Problem requirements:
Answer these from the Riak KV MapReduce excerpt, one line each:
1. Which of the two languages for MapReduce jobs is deprecated?
2. What effective R value do MapReduce queries have?
3. Which permission must a user hold when Riak's security functionality is enabled?

Excerpt to read:

start

MapReduce, the data processing paradigm popularized by Google, is provided by Riak KV to aggregate results as background batch processes.


In Riak KV, MapReduce is one of the primary methods for non-primary-key-based querying alongside secondary indexes. Riak KV allows you to run MapReduce jobs using Erlang or JavaScript.

Deprecation Warning

Javascript MapReduce is deprecated and will be removed in a future version.

Why Do We Use MapReduce for Querying Riak KV?

Key/value stores like Riak KV generally do not offer the kinds of complex querying capabilities found in other data storage systems, such as relational databases. MapReduce enables you to perform powerful queries over the data stored in Riak KV but should be used with caution.

The main goal of MapReduce is to spread the processing of a query across many systems to take advantage of parallel processing power. This is generally done by dividing the query into several steps, i.e. dividing the dataset into several chunks and then running those step/chunk pairs on separate physical hosts. Riak KV’s MapReduce has an additional goal: increasing data locality. When processing a large dataset, it’s often much more efficient to take the computation to the data than it is to bring the data to the computation.

“Map” and “Reduce” are phases in the query process. Map functions take one piece of data as input and produce zero or more results as output. If you’re familiar with mapping over a list in functional programming languages, you’re already familiar with the “Map” steps in a MapReduce query.

MapReduce caveats

MapReduce should generally be treated as a fallback rather than a standard part of an application. There are often ways to model data such that dynamic queries become single key retrievals, which are dramatically faster and more reliable in Riak KV, and tools such as Riak search and 2i are simpler to use and may place less strain on a cluster.


One consequence of Riak KV’s processing model is that MapReduce queries have an effective R value of 1. The queries are distributed to a representative sample of the cluster where the data is expected to be found, and if one server lacks a copy of data it’s supposed to have, a MapReduce job will not attempt to look for it elsewhere.

For more on the value of R, see our documentation on replication properties.

Key lists

Asking Riak KV to generate a list of all keys in a production environment is generally a bad idea. It’s an expensive operation.

Attempting to constrain that operation to a bucket (e.g., mapred_bucket as used below) does not help because Riak KV must still pull all keys from storage to determine which ones are in the specified bucket.

If at all possible, run MapReduce against a list of known keys.

Code distribution

As we’ll discuss in this document, the functions invoked from Erlang MapReduce must be available on all servers in the cluster unless using the client library from an Erlang shell.

Security restrictions

If Riak’s security functionality is enabled, there are two restrictions on MapReduce that come into play:

  • The riak_kv.mapreduce permission must be granted to the user (or via the user’s groups)
  • Other than the module riak_kv_mapreduce, any Erlang modules distributed with Riak KV will not be accessible to custom MapReduce code unless made available via the add_path mechanism documented in Installing Custom Code.

end

Source excerpt:

start

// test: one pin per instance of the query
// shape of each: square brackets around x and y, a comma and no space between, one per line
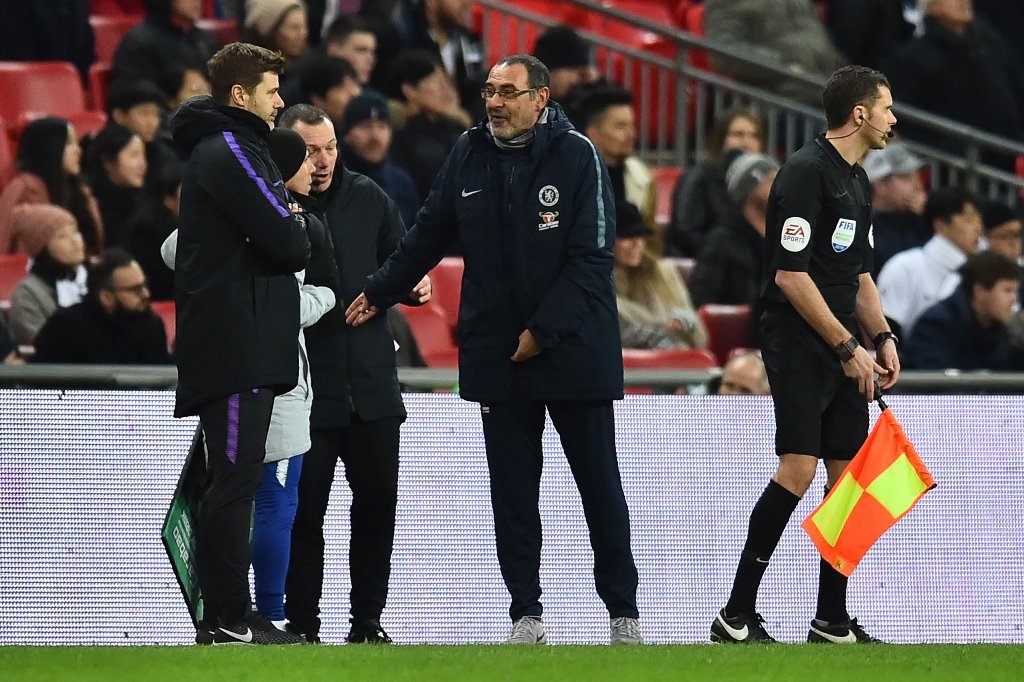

end

Exercise result:
1. JavaScript
2. 1
3. riak_kv.mapreduce